::: WORKING DATA
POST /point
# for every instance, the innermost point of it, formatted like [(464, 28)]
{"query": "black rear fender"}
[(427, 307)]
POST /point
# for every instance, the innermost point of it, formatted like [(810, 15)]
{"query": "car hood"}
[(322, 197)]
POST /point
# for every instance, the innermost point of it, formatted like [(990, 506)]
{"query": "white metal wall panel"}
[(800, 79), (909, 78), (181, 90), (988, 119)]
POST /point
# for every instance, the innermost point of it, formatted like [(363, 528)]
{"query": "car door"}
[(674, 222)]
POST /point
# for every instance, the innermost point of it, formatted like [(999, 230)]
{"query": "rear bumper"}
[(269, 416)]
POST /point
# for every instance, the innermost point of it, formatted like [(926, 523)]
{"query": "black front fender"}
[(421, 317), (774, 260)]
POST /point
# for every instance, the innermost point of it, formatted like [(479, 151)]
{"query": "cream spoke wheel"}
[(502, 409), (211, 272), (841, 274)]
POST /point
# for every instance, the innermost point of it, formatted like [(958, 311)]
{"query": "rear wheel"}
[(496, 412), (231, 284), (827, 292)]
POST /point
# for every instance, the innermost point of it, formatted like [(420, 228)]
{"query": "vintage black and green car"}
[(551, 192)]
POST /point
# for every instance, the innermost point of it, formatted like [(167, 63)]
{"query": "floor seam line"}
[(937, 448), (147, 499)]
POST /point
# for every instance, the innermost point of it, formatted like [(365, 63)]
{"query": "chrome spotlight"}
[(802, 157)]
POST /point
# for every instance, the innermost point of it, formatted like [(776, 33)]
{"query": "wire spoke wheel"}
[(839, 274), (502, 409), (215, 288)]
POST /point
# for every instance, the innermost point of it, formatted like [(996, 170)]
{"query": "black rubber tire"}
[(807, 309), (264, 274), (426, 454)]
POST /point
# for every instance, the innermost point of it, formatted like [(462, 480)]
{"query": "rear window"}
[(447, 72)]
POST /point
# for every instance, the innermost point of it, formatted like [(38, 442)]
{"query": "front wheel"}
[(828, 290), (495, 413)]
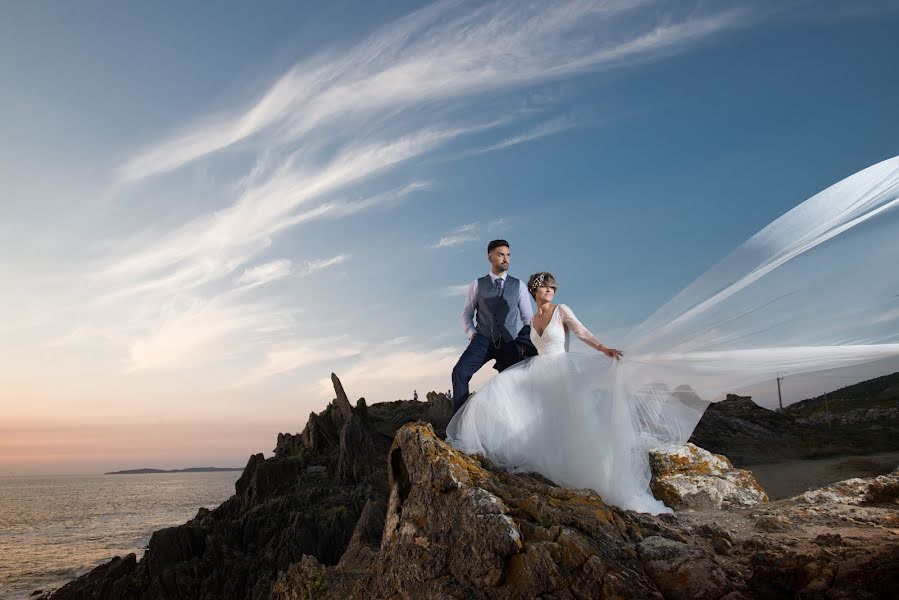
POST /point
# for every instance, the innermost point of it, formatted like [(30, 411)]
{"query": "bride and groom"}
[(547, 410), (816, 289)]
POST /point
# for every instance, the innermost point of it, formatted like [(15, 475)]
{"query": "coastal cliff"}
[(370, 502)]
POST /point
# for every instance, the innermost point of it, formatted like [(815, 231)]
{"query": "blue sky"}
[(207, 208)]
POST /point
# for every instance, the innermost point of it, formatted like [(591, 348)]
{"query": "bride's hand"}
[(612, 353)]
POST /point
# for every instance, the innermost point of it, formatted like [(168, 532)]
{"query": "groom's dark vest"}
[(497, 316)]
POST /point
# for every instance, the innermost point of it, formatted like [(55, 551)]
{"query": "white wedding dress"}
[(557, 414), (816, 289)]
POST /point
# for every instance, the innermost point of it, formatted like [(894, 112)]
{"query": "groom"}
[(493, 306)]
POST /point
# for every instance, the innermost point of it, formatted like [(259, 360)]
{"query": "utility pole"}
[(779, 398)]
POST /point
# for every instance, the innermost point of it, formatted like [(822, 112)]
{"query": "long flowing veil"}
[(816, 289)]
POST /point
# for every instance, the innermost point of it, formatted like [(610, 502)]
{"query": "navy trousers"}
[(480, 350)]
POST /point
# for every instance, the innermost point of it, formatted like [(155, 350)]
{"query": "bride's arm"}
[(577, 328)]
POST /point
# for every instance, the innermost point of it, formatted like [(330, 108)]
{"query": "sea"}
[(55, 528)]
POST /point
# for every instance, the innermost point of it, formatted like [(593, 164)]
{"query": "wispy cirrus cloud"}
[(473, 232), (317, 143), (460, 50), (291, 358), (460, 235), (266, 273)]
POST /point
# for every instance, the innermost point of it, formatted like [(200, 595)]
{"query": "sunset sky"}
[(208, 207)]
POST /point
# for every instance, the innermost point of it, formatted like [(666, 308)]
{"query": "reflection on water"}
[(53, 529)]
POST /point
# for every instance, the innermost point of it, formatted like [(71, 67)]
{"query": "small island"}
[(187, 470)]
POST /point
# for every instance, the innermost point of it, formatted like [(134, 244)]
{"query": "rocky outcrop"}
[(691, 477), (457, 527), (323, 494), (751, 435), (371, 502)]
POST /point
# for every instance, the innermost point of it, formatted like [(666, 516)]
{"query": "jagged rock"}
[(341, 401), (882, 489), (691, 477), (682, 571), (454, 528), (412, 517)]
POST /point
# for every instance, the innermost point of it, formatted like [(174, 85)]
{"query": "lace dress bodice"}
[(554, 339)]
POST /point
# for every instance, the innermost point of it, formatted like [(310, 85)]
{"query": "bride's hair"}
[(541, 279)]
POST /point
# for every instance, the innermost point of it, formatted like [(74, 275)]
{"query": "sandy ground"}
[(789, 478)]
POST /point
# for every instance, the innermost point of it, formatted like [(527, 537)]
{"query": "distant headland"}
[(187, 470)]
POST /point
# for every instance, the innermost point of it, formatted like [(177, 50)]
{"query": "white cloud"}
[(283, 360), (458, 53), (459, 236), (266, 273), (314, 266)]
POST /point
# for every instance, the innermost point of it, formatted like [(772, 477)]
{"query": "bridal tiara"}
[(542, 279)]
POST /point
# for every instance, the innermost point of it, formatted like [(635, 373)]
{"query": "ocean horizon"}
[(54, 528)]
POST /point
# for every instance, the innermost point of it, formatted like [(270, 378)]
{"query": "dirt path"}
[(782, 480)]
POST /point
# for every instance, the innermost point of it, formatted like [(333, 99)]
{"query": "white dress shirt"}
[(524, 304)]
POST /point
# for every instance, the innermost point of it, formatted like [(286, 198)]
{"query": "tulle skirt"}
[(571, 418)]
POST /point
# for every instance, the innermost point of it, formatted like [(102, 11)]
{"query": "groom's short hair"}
::::::
::: WORKING DATA
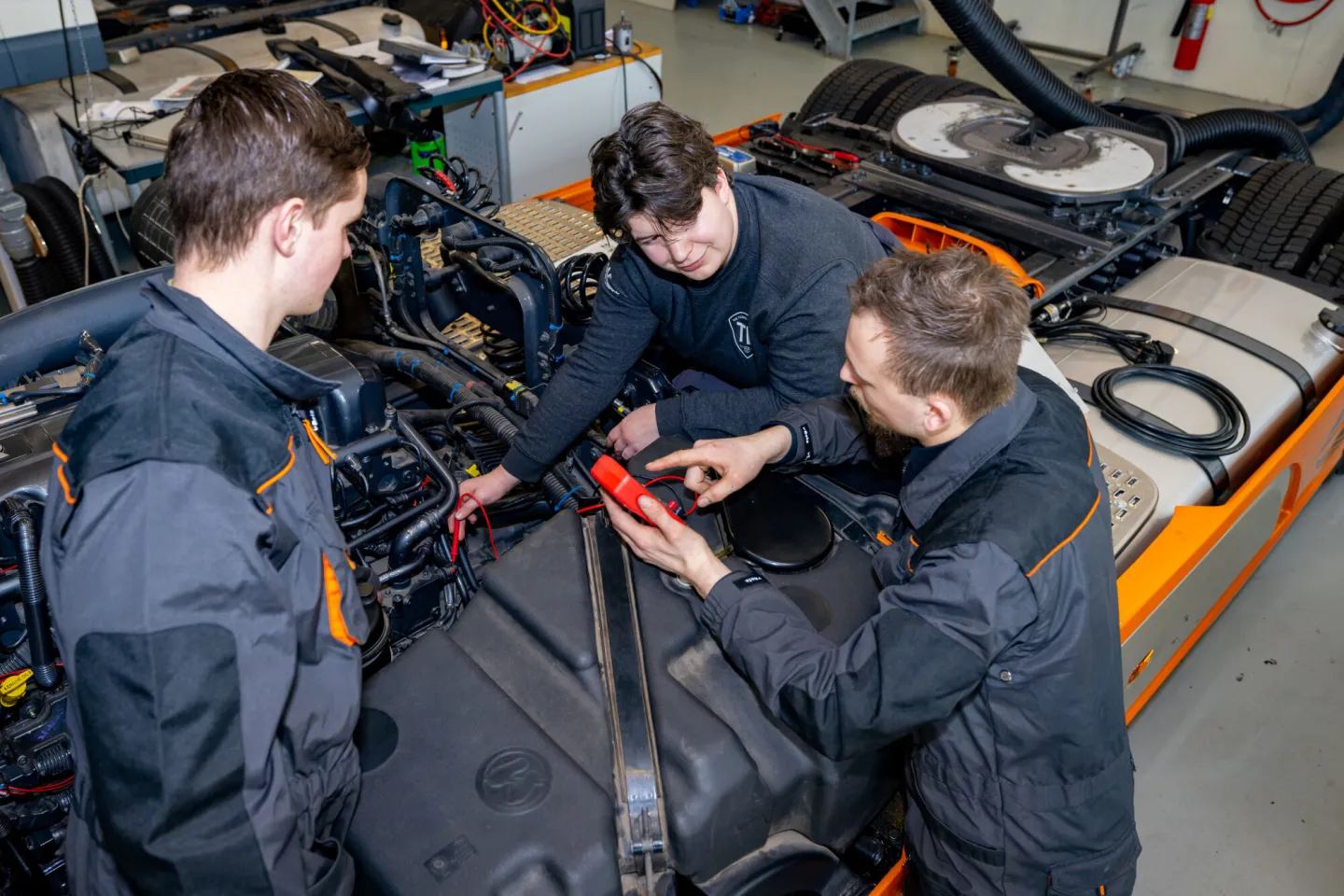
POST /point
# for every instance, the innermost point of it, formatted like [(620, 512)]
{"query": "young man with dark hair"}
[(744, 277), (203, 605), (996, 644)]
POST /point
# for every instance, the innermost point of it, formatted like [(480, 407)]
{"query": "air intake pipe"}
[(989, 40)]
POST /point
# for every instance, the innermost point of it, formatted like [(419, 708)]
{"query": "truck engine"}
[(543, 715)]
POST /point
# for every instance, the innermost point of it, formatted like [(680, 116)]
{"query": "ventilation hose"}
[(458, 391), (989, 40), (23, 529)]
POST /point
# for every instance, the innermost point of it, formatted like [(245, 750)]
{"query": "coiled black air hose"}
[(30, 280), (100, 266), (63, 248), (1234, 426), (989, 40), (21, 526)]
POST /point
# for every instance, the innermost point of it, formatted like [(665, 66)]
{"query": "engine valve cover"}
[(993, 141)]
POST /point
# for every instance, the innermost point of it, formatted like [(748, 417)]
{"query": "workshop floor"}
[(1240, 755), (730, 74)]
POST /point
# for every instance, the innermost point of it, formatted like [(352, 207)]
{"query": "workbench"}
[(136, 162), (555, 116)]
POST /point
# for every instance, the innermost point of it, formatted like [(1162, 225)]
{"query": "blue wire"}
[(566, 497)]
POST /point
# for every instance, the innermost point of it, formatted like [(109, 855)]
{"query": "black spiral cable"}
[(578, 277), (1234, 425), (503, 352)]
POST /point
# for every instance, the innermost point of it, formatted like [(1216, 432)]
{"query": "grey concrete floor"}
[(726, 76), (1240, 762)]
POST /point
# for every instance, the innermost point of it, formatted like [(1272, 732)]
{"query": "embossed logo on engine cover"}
::::::
::: WORKING DATA
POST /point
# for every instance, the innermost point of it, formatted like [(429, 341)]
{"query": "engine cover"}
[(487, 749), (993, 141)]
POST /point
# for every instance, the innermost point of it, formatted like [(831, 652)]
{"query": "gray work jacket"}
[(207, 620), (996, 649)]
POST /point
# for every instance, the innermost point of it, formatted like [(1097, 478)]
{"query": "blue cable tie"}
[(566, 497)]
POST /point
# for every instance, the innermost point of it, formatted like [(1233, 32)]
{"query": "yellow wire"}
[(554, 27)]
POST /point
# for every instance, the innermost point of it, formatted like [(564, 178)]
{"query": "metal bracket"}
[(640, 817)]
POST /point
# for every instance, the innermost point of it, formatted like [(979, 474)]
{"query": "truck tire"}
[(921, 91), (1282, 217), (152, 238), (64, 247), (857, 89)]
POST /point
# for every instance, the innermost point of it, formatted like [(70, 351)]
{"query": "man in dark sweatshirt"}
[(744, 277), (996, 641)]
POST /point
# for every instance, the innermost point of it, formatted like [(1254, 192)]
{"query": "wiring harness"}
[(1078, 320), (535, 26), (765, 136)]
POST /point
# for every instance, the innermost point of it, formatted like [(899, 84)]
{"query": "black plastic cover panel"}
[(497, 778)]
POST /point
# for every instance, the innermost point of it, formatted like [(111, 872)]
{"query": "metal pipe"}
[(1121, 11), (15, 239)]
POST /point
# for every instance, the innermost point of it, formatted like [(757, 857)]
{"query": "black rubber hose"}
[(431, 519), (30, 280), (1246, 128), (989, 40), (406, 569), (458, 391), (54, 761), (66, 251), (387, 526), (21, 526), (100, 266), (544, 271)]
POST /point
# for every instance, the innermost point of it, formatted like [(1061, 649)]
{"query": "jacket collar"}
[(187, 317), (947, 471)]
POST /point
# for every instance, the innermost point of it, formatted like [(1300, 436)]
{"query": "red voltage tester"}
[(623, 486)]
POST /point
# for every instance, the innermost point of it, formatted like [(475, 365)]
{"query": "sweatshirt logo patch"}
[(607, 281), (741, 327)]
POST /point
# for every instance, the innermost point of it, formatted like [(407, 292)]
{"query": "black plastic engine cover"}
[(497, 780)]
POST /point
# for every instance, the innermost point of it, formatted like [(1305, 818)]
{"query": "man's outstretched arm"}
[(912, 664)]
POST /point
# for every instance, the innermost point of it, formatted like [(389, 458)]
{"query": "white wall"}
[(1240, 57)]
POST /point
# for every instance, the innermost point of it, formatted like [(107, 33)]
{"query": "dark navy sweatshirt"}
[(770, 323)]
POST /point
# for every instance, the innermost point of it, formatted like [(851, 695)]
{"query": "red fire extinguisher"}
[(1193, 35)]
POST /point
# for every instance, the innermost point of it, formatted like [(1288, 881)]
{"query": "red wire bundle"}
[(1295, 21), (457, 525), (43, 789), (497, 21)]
::::::
• [OBJECTIVE] Identify every line in the records above that contains the word "groom", and copy each of those lines in full.

• [CORRECT RESPONSE]
{"query": "bride and groom"}
{"query": "groom's dark vest"}
{"query": "groom"}
{"query": "groom's short hair"}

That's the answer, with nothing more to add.